• Challenges:
• a. Translate this sentence from the alcohol survey measures passage into Spanish: "The item was scored ranging from 1 (strong approval) to 7 (strong disapproval)."
• b. Carry on writing the alcohol survey measures passage, starting right after its final sentence.

>> Begin Extract to read

The item examining injunctive norms was drawn from previous research (Wood et al., 2001). The wording was as follows: “How would your close friend feel if you had 5 or more drinks once or twice each weekend?” The item was scored ranging from 1 (strong approval) to 7 (strong disapproval).
The three items used to assess environmental influence were adapted from the work of Wood et al. (2001) and examined the influence of the environment on alcohol use.
The item asked students “When people where you live drink, how much does each person drink?” Students were asked to write in the number of drinks for the typical individual.
Students were asked “How often is beer available where you are currently living?” A Likert-type scale was used, with responses ranging from 1 (not at all) to 4 (frequently). One additional item was asked, substituting beer with liquor. These items were combined to create a single item index of alcohol availability (α = .866).
Students were asked the following three items: “In the past 30 days, (a) how many times have you been offered a drink? (b) how many times have you been given a drink without asking for it? and (c) how many times has someone bought you a drink without you asking for it?” For each item, responses options were 0 = never; 1 = −2 times; 2 = 3–5 times; 3 = 6–9 times; 4 = 10 or more times. Items were summed to create a single item index of direct offers of drinks (α = .864).
Parental communication was examined using measures from past research on various aspects of parent–teen communication about alcohol (Turrisi et al., 2001). The overall frequency of communication about alcohol was assessed by asking students “Overall, how would you rate the extent to which your parent/s talked to you about drinking?” Students responded to the item on an 11-point scale ranging from 0 to 10. Corresponding with the numbers were the phrases 0 = not at all, 3 = somewhat, 6 = a moderate amount, and 9 = a great deal.
Wording of the specific parent drinking communication stem was, “At some point during the summer prior to starting college, my parents and I talked about,” followed by items assessing physical risks: (a) the importance of being committed to a healthy lifestyle; legal risks: (a) how drinking could get me in trouble with the police, (b) the negative things that would happen if I were caught drinking by the police, and (c) drunk driving and its consequences (α = .906); social risks: (a) how embarrassing it would be for the family if I were caught drinking, (b) how being caught drinking might result in publication of my arrest in the newspaper (α = .723); and academic risk: (a) how being caught drinking might lead to suspension from school. Responses were made on Likert-type scales, with responses ranging from 1 (not all) to 4 (a great deal). Higher scores reflected more communication.

>> End Extract to read
>> Begin Given material

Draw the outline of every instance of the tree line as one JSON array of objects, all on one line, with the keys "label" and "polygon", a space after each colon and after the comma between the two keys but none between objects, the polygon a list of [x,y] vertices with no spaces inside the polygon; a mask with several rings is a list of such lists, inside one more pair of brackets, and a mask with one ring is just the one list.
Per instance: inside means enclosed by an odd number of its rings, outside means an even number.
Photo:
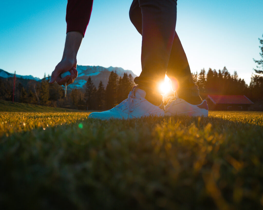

>> End Given material

• Task answers:
• a. El ítem se puntuó en un rango de 1 (fuerte aprobación) a 7 (fuerte desaprobación).

• b.
The joint significance test of α and β was used to assess mediation. In a Monte Carlo study, MacKinnon, Lockwood, Hoff man, West, and Sheets (2002) examination of mediational techniques revealed that the joint significance test had the most power and the most conservative Type I error rates compared with other methods (such as the more common Baron & Kenny, 1986, approach). Regression analyses were used to test the α and β paths found in the model, shown in Figure 1, using AMOS 5.0 in SPSS The α path (the effect of the group on the hypothesized mediator) is assessed for statistical significance at the same time as the β path (the effect of the mediator on the outcome) using Amos 5.0 SPSS. If both the α and β paths jointly show significance at the level, then there is evidence for a significant mediating relationship (e.g., being in the athlete/nonathlete group effects the outcome variable through changes in the mediating variables; MacKinnon, 1994). The mediated effect is the product of the α and β values (αβ) and provides an estimate of the relative strength between mediated effects.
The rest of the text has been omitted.